## Task objective
Copy the rows below word for word, leaving out the pictures.

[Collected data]
.....

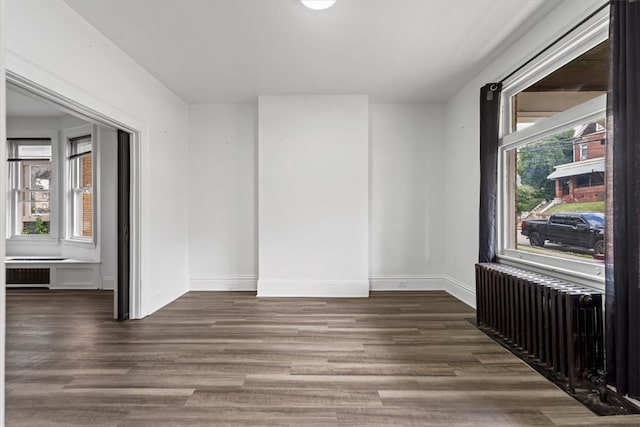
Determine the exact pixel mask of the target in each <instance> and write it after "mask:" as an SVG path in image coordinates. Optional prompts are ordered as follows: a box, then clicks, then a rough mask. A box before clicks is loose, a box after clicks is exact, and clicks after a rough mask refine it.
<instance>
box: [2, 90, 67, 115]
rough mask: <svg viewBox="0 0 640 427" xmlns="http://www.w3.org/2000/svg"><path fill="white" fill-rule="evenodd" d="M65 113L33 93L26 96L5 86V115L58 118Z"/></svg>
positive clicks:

.....

## Task output
Determine the exact pixel mask of the target in each <instance> and write it after "mask:" as an SVG path in image coordinates. Optional prompts are ordered as follows: a box, then clicks, then a rough mask. A box before clicks is loose, a box after clicks is exact, and clicks after a rough mask refine it.
<instance>
box: [2, 90, 67, 115]
rough mask: <svg viewBox="0 0 640 427" xmlns="http://www.w3.org/2000/svg"><path fill="white" fill-rule="evenodd" d="M65 113L33 93L26 96L5 86V115L58 118Z"/></svg>
positive clicks:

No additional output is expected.